◆ Text:

Charles Bronfman Auditorium

Dov Karmi

Dov Karmi was born in Odessa in 1905. After his emigration to Israel in 1921, Dov started his education in Jerusalem at the Bezalel School of Art and Craft. He became interested in architecture and left Jerusalem to finish his education in Belgium at Ghent University. After Dov Karmi returned to Tel Aviv in 1932, he started to work with Zeev Rechter. Karmi, whose style was modernist, designed more than hundred buildings in Tel Aviv, and his work greatly influenced Israeli architecture. Karmi was the first to win the Isra el Prize for Architecture in 1957. Both of his children, Ram and Ada, became notable architects who have also won prestigious awards in architecture. Two of the most well-known projects still exist: the Max-Liebling House on Idelson Street and the Charles Bronfman Auditorium — the home of Israel Philharmonic Orchestra.

Arieh Sharon

Arieh Sharon

Arieh Sharon was born in 1900 in Poland. He arrived in Tel Aviv in 1920 and became one of the leading figures in Israeli architecture. Arieh, who was the head of the first master plan of the newly born state, constructed buildings all over Israel. Sharon studied at art school Bauhaus in Dessau, Germany, and at Vkhutenas Academy in Moscow, Russia. His teachers, the great Josef Albers and Hannes Meyer, influenced his style, forcing him to experiment with materials and think pragmatically. Bauhaus in style, Arieh Sharon worked in building medical structures. Thus, Wolfson Hospital and Ichilov Hospital were built according to Sharon’s concepts. Furthermore, Arieh Sharon built the Medical School of Tel Aviv University. He was also responsible for the Jewish Agency and Workers’ Bank headquarters.

◆ Point-per-instance localization data:
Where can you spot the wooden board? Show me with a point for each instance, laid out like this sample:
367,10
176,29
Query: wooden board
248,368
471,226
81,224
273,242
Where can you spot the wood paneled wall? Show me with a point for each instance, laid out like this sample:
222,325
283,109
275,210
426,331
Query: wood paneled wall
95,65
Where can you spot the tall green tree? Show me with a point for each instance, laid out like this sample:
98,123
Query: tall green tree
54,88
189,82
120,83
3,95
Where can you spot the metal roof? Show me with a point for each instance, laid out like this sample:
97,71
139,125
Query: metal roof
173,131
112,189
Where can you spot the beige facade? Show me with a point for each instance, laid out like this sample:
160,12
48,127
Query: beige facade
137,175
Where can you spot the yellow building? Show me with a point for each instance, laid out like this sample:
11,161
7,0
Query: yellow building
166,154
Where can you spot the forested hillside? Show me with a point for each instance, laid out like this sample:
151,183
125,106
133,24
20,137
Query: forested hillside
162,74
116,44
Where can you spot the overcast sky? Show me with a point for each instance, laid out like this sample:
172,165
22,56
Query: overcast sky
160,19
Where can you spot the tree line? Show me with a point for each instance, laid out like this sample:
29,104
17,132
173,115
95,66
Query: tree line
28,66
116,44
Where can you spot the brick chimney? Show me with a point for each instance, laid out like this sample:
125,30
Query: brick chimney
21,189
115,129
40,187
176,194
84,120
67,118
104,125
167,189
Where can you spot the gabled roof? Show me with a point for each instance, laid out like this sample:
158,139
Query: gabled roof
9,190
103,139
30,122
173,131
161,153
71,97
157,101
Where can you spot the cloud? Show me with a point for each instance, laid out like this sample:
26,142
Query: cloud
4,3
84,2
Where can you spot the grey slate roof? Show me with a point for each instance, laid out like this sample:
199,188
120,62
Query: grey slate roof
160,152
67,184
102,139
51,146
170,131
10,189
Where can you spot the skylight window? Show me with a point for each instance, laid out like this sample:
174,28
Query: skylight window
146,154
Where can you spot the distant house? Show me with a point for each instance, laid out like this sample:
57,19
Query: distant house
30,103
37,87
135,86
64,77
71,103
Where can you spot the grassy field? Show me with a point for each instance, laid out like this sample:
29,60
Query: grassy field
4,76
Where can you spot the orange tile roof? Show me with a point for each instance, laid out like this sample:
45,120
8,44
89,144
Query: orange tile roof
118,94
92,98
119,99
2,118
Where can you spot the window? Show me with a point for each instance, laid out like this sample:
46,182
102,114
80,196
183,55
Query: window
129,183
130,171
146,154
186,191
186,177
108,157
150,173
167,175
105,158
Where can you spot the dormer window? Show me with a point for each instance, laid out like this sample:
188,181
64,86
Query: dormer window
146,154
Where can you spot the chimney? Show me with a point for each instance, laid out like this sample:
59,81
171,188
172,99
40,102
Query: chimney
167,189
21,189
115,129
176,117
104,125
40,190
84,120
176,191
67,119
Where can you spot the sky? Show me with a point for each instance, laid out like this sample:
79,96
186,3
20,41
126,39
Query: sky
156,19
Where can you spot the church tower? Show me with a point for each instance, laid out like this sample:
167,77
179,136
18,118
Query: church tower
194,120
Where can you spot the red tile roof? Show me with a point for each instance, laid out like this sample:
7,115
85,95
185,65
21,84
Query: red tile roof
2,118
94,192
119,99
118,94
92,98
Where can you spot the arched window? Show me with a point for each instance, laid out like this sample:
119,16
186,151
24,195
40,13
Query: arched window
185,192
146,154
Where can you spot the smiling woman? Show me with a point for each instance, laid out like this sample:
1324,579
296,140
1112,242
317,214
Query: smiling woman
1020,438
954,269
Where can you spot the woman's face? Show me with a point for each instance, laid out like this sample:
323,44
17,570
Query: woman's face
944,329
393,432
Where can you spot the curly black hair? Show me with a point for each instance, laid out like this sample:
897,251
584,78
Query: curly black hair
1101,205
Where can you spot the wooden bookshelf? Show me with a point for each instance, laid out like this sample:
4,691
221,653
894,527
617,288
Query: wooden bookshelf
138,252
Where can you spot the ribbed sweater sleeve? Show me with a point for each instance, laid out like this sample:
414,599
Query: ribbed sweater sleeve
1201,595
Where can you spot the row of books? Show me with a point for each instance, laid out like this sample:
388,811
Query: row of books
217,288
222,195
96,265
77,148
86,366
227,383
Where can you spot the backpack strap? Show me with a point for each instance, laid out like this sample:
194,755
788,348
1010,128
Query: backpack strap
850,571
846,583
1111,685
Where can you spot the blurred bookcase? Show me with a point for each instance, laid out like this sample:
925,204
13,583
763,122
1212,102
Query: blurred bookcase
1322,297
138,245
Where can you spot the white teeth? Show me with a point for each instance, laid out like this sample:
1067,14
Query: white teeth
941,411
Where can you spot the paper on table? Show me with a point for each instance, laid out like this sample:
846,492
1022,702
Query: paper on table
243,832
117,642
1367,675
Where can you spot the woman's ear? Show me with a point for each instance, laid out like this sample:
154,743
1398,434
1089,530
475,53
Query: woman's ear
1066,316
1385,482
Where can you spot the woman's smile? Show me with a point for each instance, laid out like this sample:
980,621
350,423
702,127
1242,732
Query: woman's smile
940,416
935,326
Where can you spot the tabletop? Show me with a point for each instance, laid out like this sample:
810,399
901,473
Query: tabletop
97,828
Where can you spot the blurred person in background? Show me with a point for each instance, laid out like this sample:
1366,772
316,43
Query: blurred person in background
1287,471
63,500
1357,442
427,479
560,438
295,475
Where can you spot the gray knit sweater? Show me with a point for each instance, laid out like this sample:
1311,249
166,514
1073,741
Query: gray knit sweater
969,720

◆ About this task: From the text on the architects, output the passage starting with "Dov Karmi was" and going on through "Israel Philharmonic Orchestra.", word for word.

◆ Answer below:
Dov Karmi was born in Odessa in 1905. After his emigration to Israel in 1921, Dov started his education in Jerusalem at the Bezalel School of Art and Craft. He became interested in architecture and left Jerusalem to finish his education in Belgium at Ghent University. After Dov Karmi returned to Tel Aviv in 1932, he started to work with Zeev Rechter. Karmi, whose style was modernist, designed more than hundred buildings in Tel Aviv, and his work greatly influenced Israeli architecture. Karmi was the first to win the Isra el Prize for Architecture in 1957. Both of his children, Ram and Ada, became notable architects who have also won prestigious awards in architecture. Two of the most well-known projects still exist: the Max-Liebling House on Idelson Street and the Charles Bronfman Auditorium — the home of Israel Philharmonic Orchestra.